Write out exactly the lines from the start of the entries through the one that contains "FIND: bare tree", including both.
──────────
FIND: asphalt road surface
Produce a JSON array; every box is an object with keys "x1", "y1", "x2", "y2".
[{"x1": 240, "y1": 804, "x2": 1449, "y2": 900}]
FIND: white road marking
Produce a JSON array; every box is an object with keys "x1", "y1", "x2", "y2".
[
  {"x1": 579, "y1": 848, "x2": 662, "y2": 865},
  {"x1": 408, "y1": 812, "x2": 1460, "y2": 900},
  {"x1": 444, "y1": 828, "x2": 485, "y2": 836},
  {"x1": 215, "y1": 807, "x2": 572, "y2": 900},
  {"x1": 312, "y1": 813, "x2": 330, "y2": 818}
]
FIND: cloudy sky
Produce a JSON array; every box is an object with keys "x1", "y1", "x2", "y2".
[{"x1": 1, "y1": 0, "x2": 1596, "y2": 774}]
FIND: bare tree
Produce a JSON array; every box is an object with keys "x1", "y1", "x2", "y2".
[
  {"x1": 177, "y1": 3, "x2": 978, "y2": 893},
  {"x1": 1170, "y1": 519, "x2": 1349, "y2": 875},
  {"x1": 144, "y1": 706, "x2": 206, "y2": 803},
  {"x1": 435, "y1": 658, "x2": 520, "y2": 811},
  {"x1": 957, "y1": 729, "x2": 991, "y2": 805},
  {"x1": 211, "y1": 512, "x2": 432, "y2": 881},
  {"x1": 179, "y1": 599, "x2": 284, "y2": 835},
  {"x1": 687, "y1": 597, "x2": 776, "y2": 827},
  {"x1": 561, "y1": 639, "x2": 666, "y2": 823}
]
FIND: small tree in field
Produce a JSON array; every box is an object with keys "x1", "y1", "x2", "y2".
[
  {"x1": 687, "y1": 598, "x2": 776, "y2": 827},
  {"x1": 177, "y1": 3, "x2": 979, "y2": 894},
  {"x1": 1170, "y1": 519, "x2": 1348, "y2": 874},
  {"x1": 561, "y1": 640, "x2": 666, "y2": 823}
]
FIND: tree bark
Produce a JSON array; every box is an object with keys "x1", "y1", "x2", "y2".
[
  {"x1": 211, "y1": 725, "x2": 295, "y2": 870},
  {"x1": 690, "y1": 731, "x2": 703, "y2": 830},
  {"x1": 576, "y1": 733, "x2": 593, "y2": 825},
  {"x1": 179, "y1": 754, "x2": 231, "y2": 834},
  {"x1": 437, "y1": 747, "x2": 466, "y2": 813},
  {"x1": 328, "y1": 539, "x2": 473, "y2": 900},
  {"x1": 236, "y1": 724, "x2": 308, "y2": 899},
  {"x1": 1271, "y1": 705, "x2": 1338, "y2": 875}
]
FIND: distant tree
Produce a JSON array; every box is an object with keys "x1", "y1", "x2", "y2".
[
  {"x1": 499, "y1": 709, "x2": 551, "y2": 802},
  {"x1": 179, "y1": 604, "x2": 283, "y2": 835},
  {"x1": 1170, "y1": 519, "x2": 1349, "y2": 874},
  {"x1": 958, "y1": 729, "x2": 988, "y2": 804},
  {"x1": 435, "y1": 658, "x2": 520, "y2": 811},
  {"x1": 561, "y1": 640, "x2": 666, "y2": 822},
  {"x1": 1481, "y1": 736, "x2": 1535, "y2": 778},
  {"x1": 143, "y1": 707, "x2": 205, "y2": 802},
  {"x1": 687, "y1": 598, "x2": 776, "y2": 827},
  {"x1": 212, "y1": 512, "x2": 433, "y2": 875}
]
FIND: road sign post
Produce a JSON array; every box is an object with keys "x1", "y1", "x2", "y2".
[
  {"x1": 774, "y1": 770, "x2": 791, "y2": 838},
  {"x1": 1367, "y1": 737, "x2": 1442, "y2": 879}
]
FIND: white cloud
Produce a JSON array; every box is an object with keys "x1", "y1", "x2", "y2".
──────────
» **EXERCISE RESPONSE**
FIND: asphalt road surface
Produce a JSON array; every box is an object with keys "x1", "y1", "x2", "y2".
[{"x1": 240, "y1": 804, "x2": 1449, "y2": 900}]
FIND: white road marking
Produce a JSON array; every box is an object with keys "x1", "y1", "x2", "y2".
[
  {"x1": 579, "y1": 848, "x2": 662, "y2": 865},
  {"x1": 408, "y1": 812, "x2": 1460, "y2": 900},
  {"x1": 444, "y1": 828, "x2": 485, "y2": 836},
  {"x1": 215, "y1": 807, "x2": 572, "y2": 900},
  {"x1": 312, "y1": 813, "x2": 330, "y2": 818}
]
FIND: cloudy sky
Produce a JSON array; every box is an object with keys "x1", "y1", "x2", "y2".
[{"x1": 1, "y1": 0, "x2": 1596, "y2": 774}]
FIND: bare tree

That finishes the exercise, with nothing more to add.